- **EXERCISE OBJECTIVE**:
What's needed is a full, exact retyping of the records.

- **DATASET EXTRACT**:
============================================================

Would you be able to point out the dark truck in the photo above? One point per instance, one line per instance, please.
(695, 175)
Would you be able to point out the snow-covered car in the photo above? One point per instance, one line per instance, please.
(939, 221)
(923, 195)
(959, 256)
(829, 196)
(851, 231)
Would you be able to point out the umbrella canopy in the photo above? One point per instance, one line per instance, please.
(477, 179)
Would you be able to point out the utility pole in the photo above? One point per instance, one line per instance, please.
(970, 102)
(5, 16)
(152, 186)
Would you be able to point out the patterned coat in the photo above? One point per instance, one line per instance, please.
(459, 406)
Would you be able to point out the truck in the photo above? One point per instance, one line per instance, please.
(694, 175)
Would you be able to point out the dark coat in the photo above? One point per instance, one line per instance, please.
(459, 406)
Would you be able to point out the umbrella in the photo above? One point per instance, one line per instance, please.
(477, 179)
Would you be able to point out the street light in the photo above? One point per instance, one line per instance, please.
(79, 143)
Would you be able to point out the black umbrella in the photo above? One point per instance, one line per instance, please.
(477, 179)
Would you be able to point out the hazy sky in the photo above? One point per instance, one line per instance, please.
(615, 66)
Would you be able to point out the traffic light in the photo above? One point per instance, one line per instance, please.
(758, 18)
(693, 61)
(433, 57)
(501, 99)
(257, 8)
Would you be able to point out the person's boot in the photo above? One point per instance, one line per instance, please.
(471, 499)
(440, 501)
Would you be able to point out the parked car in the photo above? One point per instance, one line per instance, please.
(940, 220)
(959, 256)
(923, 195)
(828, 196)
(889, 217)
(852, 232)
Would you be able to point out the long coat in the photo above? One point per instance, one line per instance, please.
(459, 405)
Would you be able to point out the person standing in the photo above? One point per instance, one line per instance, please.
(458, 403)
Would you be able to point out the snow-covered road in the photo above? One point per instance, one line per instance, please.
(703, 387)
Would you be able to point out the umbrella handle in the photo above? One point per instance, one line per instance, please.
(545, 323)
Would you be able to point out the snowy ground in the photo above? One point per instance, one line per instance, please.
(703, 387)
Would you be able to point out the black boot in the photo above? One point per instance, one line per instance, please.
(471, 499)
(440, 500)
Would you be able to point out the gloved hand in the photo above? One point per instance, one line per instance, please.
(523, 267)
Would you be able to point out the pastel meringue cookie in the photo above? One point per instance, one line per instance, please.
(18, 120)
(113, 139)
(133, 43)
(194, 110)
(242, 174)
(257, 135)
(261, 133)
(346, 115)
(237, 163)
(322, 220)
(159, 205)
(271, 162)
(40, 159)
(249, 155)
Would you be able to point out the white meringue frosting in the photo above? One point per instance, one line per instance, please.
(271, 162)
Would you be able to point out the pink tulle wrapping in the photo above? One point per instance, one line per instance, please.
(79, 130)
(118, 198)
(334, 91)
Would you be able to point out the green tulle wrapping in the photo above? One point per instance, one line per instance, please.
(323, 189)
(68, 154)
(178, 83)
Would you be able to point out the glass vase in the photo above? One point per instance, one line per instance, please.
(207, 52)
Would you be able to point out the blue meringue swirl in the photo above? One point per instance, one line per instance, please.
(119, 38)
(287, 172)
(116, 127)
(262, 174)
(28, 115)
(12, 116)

============================================================

- **OUTPUT BELOW**:
Would you be able to point out the dark truck in the photo above? One point per instance, one line per instance, please.
(695, 175)
Would you be able to point out the snow-covered car in the photo above? One point per instance, one line per instance, please.
(939, 221)
(923, 195)
(959, 256)
(829, 196)
(851, 231)
Would you be able to point out the umbrella canopy in the photo above? One point per instance, one line per instance, please.
(477, 179)
Would you be able to point out the utility pole in the photo above? One point per instance, one line per instance, please.
(970, 102)
(5, 16)
(152, 186)
Would you be able to point out the patterned coat in the photo above? One point per instance, one line per instance, please.
(459, 406)
Would you be able to point out the truck in the photo above? One point per instance, one line per instance, please.
(694, 175)
Would you be able to point out the dark coat in the photo above? One point per instance, one line per instance, please.
(459, 406)
Would you be able to point out the umbrella in the photo above? One point per instance, one line per instance, please.
(477, 179)
Would you be able to point out the street light in the photo above? One point per instance, one line per instance, please.
(79, 143)
Would you be able to point out the black umbrella in the photo above? One point per instance, one line per instance, please.
(477, 179)
Would you be able to point out the hazy sky in the photo above? One point per instance, one line per instance, please.
(615, 66)
Would you be able to point out the traffic light in the photo above? One point per instance, one line per instance, please.
(758, 18)
(693, 61)
(433, 57)
(501, 99)
(257, 8)
Would you be able to point out the person's boot in the photo above? One point per instance, one line per instance, please.
(471, 499)
(440, 501)
Would you be able to point out the parked car in the photo above? One point per instance, one line per instance, please.
(940, 220)
(959, 256)
(923, 195)
(828, 196)
(889, 217)
(852, 232)
Would you be able to point out the long coat in the photo above? One point per instance, one line per instance, please.
(459, 405)
Would you be able to point out the person standing in the photo above? One point per instance, one line per instance, please.
(458, 403)
Would you be able to point out the snow-covered road in the photo above? One point per instance, one line per instance, please.
(703, 387)
Would you be able to point out the umbrella handle in the photo above? One point per instance, one line per instance, please.
(545, 323)
Would you be able to point out the snowy ground in the photo above? One point per instance, one line per instance, please.
(703, 387)
Would you be able to point out the black boot in the photo above? One point per instance, one line per instance, please.
(471, 499)
(440, 500)
Would you be able to point out the gloved hand in the photo above? One point per instance, one line per instance, please.
(523, 267)
Would you be able to point out the pastel meringue cookie in the photo above? One point per instance, one line per instance, please.
(18, 120)
(113, 139)
(133, 43)
(194, 110)
(242, 174)
(257, 135)
(261, 133)
(346, 115)
(237, 163)
(322, 220)
(159, 205)
(271, 162)
(40, 159)
(249, 155)
Would you be able to point out the white meringue frosting in the photo above? One point per instance, one line per instance, please.
(271, 162)
Would you be able to point out the pink tulle wrapping in the photo above? One point per instance, one line per instance, please.
(79, 130)
(118, 198)
(334, 91)
Would you be able to point out the green tulle wrapping in the photo above? One point per instance, one line per instance, please.
(323, 189)
(68, 154)
(178, 83)
Would you be able to point out the glass vase in the photo above? One point per instance, one line per instance, please.
(207, 52)
Would you be able to point out the blue meringue swirl in the photo above? One point per instance, one line per instance, please.
(119, 38)
(287, 172)
(116, 127)
(262, 174)
(28, 115)
(12, 116)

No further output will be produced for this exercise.